- Prompt -
Please continue the passage below on the origins of stony corals, starting right after its last sentence.

- Source text -
<<<<
Although corals are considered one of the earliest, most primitive animal groups on the planet, the stony corals that grace our reef aquariums with color and vibrance actually arose later than some of us have been led to believe.
It is widely accepted that our ocean’s corals have been derived from sponge-like ancestors; however, the first “corals” to be derived from these sponge-like ancestors are not the ones we see in our reef aquariums.
Roughly 500 million years ago in the Ordovician period (see table to the left), two orders of stony corals arose. These groups are known as Rugosa and Tabulata.
Soon after these two groups of corals arose from their presumably spongy ancestors, they attained prominence in our oceans and helped construct reefs with the help of their stable, calcite-based skeletons.
These corals maintained their oceanic dominance until the mysterious Permian – Triassic extinction, which is thought to have been responsible for their demise. If these two groups abruptly became extinct, leaving our planet virtually devoid of corals, how do living coral species exist on earth today?
>>>>
- Supplied information -
<<<<
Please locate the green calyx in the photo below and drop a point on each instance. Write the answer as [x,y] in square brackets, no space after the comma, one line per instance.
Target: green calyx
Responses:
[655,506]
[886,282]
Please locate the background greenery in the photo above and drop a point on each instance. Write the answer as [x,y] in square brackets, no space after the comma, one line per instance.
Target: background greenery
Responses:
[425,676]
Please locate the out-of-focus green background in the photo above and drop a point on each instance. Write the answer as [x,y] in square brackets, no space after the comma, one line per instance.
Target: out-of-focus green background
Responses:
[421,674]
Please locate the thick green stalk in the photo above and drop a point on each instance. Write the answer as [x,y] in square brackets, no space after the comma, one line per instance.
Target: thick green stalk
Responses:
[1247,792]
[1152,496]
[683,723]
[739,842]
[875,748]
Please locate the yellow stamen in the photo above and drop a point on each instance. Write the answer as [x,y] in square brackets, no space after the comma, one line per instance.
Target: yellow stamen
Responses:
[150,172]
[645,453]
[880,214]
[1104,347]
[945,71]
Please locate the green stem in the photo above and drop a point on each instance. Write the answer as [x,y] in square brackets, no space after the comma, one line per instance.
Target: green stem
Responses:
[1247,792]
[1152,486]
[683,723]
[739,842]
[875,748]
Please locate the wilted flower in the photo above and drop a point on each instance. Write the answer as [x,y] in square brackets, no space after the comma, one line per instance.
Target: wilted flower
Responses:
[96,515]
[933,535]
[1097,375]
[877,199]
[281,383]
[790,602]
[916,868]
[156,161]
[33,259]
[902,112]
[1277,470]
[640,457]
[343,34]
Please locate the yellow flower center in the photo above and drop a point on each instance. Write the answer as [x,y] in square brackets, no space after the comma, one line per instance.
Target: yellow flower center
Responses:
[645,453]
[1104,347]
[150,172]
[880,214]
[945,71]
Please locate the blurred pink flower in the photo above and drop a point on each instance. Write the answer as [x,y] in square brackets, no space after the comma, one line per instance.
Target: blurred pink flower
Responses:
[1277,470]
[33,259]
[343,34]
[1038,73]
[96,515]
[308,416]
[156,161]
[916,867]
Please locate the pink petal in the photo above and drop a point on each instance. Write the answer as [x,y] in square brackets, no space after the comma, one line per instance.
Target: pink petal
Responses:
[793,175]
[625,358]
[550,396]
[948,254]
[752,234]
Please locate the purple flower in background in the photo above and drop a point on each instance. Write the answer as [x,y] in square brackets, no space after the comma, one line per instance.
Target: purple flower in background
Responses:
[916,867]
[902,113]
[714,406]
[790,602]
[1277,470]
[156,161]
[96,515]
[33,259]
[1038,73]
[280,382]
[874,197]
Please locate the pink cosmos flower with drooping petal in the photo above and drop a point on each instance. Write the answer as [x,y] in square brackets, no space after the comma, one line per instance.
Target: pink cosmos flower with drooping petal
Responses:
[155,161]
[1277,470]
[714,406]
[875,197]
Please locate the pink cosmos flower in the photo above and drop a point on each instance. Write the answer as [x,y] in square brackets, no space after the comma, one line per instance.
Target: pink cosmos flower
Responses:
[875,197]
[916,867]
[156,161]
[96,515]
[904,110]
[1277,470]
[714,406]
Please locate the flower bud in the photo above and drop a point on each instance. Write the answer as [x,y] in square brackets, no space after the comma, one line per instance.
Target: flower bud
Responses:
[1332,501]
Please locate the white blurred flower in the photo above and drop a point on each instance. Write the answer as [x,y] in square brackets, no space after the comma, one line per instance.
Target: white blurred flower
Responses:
>>>>
- Answer below -
Several millions of years into the Triassic period, another group of corals arose. Since Tabulata and Rugosa are thought to have already become extinct at this point, many paleobiologists hypothesize that this new group of corals had not been derived from one of these extinct groups, but came from sponge-like ancestors, just as the two extinct groups did during the Ordovician period. This hypothesis; however, has been countered by recent findings of fossil corals that host features of both Rugosa and the new group – Scleractinia. This suggests the possibility that Scleractinians – the corals that populate our planet today, may have been derived from ancient Rugosa corals.